-- begin Source document --

Please also refer to relationship.

If the join keys or time stamps are named differently in the two different tables, use a tuple:

star_schema.join(
    peripheral_table,
    on=("join_key", "other_join_key"),
    time_stamps=("time_stamp", "other_time_stamp"),
)

You can join over more than one join key:

star_schema.join(
    peripheral_table,
    on=["join_key1", "join_key2", ("join_key3", "other_join_key3")],
    time_stamps="time_stamp",
    )

You can also limit the scope of your joins using memory. This can significantly speed up training time. For instance, if you only want to consider data from the last seven days, you could do something like this:

star_schema.join(
    peripheral_table,
    on="join_key",
    time_stamps="time_stamp",
    memory=getml.data.time.days(7),
)

In some use cases, particularly those involving time series, it might be a good idea to use targets from the past. You can activate this using lagged_targets. But if you do that, you must also define a prediction horizon. For instance, if you want to predict data for the next hour, using data from the last seven days, you could do this:

star_schema.join(
    peripheral_table,
    on="join_key",
    time_stamps="time_stamp",
    lagged_targets=True,
    horizon=getml.data.time.hours(1),
    memory=getml.data.time.days(7),
)

Please also refer to time.

If the join involves many matches, it might be a good idea to set the relationship to propositionalization. This forces the pipeline to always use a propositionalization algorithm for this join, which can significantly speed things up.

star_schema.join(
    peripheral_table,
    on="join_key",
    time_stamps="time_stamp",
    relationship=getml.data.relationship.propositionalization,
)

Please also refer to relationship.

-- end Source document --

◆ **Exercise**
Print the stretch of the star schema join documentation from "Please also refer to time." through "speed things up.". Rely only on the star schema join documentation above.

-- begin Source material --

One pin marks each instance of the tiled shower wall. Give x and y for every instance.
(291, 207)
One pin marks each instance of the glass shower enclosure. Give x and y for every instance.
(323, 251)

-- end Source material --

◆ **Response to the exercise**
Please also refer to time.

If the join involves many matches, it might be a good idea to set the relationship to propositionalization. This forces the pipeline to always use a propositionalization algorithm for this join, which can significantly speed things up.